[Records from an annotation dataset]
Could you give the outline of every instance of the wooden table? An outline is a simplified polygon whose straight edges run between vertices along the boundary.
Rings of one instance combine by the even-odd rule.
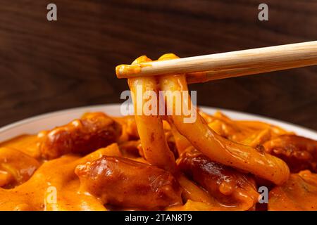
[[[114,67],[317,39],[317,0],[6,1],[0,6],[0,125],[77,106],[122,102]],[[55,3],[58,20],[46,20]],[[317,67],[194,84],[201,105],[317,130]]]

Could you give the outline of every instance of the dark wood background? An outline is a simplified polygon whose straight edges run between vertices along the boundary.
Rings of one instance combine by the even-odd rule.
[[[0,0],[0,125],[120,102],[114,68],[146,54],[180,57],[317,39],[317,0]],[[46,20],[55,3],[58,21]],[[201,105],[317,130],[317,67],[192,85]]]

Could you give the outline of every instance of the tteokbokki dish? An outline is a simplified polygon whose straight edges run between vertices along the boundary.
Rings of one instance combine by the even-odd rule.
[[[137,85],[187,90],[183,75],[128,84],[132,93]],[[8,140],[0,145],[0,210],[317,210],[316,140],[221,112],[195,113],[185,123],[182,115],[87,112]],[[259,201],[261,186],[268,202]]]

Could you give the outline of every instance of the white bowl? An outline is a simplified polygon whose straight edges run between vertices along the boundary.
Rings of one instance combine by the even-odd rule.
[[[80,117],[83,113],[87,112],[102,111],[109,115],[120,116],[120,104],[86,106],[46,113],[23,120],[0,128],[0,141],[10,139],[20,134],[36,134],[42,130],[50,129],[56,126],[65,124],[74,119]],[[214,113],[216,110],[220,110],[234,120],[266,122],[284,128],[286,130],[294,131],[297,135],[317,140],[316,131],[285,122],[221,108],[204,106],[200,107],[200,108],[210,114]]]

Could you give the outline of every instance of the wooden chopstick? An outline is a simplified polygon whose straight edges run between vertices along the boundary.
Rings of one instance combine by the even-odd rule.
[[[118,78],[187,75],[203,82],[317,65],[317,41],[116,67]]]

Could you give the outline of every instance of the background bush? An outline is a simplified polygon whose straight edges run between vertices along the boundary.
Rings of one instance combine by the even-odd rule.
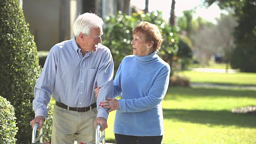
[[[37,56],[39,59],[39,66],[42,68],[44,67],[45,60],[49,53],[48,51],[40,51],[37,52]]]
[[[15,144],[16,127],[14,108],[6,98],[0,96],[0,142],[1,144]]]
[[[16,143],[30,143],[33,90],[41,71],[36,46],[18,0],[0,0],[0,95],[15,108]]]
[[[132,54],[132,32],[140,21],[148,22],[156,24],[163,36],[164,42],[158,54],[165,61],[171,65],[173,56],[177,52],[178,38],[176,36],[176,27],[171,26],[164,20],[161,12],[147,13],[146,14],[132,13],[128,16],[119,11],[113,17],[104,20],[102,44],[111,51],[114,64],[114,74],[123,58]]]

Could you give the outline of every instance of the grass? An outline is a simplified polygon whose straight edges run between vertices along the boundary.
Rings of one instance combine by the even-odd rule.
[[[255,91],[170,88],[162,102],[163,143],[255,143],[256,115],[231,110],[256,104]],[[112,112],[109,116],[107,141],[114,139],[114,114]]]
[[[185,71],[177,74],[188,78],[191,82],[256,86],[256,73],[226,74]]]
* * *
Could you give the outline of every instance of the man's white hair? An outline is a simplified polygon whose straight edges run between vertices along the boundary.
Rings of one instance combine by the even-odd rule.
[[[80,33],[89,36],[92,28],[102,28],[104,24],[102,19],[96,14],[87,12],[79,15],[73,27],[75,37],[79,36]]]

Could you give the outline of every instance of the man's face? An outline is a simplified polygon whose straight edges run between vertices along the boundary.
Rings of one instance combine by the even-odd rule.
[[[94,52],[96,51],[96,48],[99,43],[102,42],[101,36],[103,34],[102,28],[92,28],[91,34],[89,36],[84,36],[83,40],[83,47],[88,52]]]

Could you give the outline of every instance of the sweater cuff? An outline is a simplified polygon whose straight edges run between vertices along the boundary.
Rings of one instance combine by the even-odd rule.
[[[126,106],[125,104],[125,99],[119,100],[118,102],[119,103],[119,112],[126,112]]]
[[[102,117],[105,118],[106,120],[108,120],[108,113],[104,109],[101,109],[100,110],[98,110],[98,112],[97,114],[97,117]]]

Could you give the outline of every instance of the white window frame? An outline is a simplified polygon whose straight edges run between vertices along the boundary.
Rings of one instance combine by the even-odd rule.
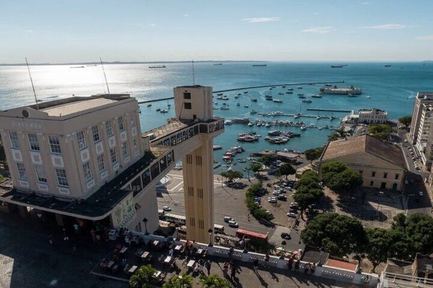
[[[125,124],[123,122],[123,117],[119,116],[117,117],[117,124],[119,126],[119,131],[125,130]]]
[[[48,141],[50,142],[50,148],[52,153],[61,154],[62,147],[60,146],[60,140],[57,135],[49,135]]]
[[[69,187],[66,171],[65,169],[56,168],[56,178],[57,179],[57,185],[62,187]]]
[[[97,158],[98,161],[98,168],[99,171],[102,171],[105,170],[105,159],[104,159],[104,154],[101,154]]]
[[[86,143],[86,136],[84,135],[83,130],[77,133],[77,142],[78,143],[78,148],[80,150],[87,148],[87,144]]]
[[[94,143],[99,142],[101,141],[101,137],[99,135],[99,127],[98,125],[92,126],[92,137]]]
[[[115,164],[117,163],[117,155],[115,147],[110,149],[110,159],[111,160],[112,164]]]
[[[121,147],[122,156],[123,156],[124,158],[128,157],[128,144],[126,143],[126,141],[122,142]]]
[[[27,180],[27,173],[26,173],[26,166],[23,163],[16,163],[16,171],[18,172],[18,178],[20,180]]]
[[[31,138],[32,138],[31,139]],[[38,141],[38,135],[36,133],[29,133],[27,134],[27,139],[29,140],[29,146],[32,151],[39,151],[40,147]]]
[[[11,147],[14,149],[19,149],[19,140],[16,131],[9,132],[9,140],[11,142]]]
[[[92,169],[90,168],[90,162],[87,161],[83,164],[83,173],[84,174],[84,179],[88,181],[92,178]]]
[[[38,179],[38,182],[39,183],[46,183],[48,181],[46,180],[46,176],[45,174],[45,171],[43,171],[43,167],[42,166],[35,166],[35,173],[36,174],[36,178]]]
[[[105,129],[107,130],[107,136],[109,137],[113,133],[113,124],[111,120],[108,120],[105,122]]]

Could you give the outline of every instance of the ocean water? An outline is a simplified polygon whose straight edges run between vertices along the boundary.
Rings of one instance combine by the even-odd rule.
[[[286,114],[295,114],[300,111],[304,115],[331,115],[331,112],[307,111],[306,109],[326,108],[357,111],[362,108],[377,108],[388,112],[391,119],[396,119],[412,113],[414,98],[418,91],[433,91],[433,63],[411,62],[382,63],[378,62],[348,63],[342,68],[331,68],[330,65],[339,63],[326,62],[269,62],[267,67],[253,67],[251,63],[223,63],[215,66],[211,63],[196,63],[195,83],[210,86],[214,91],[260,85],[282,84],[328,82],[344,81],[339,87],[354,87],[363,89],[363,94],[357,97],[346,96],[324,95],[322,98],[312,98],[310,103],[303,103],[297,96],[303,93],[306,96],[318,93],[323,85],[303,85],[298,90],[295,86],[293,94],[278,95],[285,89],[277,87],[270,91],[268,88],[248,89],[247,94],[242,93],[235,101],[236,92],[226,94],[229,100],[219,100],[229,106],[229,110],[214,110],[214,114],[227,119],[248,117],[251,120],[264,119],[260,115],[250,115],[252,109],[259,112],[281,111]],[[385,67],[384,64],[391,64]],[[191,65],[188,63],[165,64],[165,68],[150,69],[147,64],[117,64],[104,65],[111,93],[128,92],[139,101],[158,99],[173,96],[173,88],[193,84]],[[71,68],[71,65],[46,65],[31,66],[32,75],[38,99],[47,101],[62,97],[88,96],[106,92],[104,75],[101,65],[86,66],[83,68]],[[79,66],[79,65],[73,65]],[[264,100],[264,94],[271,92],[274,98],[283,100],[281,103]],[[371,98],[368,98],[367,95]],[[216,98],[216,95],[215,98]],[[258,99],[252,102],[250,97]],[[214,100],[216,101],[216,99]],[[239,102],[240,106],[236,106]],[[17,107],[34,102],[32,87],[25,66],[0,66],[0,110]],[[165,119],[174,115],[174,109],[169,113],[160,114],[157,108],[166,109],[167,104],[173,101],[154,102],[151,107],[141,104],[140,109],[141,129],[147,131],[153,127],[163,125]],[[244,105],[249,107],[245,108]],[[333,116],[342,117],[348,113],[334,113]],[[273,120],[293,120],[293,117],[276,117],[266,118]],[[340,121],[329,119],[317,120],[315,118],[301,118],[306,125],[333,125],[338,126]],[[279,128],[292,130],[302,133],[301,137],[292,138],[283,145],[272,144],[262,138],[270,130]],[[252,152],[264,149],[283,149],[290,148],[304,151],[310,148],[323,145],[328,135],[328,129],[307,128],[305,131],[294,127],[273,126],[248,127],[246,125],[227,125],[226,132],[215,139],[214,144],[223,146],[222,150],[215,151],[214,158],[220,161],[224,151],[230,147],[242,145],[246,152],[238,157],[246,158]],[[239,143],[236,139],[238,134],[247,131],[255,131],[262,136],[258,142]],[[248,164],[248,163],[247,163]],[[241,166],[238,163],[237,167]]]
==
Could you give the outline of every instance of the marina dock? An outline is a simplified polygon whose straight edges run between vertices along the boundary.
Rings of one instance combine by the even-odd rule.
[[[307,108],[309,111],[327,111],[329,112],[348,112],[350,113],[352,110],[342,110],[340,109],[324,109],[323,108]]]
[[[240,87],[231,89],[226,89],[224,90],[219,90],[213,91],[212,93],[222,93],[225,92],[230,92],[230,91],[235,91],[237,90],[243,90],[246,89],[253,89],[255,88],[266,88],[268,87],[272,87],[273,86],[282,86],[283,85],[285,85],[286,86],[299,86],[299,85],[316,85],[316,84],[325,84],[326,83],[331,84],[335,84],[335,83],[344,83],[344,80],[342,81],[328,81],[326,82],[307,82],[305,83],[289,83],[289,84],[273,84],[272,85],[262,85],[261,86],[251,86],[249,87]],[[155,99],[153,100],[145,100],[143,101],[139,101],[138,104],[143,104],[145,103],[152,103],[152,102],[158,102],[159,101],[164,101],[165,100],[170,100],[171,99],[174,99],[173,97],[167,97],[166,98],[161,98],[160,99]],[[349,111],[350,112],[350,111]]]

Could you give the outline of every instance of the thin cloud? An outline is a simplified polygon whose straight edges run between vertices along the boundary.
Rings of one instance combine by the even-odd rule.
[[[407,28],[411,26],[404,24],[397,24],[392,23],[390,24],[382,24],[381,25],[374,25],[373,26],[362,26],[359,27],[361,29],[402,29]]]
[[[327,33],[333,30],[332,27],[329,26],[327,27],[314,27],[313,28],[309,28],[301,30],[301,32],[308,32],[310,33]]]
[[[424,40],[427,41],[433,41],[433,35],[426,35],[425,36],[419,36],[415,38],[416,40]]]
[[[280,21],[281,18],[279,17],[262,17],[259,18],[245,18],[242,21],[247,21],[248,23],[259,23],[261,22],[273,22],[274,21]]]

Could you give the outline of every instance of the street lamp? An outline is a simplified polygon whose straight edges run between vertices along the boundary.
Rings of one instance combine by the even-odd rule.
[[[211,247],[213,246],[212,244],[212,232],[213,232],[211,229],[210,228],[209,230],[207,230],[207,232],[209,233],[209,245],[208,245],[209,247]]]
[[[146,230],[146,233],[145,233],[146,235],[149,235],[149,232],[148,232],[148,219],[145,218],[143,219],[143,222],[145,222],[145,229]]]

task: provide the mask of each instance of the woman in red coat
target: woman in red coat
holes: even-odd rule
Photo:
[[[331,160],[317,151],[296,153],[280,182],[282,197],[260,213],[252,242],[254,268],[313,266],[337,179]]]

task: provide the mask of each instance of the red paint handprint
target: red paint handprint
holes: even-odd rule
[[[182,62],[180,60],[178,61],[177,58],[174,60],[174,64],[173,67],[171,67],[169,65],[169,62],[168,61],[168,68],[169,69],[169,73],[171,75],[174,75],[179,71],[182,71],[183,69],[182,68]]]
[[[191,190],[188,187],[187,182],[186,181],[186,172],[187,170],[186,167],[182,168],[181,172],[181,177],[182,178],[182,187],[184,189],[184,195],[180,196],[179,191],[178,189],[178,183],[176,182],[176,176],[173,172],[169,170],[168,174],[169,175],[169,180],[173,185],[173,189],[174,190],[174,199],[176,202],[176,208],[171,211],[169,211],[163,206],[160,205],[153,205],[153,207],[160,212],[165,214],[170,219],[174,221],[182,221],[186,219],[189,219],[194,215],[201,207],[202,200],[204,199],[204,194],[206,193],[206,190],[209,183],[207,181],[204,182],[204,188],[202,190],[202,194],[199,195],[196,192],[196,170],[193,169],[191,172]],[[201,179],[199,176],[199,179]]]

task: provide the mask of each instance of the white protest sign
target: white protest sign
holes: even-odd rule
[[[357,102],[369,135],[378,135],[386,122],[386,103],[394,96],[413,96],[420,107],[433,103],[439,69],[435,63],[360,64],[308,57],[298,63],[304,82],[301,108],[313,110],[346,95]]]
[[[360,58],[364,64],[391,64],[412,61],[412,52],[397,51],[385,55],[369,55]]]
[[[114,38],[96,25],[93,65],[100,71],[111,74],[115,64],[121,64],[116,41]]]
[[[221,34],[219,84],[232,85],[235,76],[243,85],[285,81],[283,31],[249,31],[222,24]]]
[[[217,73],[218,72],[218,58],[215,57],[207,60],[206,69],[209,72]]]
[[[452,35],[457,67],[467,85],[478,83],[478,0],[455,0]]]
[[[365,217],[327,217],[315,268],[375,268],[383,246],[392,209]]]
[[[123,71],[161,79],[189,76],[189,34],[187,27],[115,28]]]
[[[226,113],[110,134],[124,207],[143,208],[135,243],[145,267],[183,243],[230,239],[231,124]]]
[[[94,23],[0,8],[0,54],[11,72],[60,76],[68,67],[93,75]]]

# [GOAL]
Identify every line in the rows above that contains the word "protest", and copy each such line in full.

# [EXPECTED ANSWER]
task: provide the mask of each instance of the white protest sign
target: white protest sign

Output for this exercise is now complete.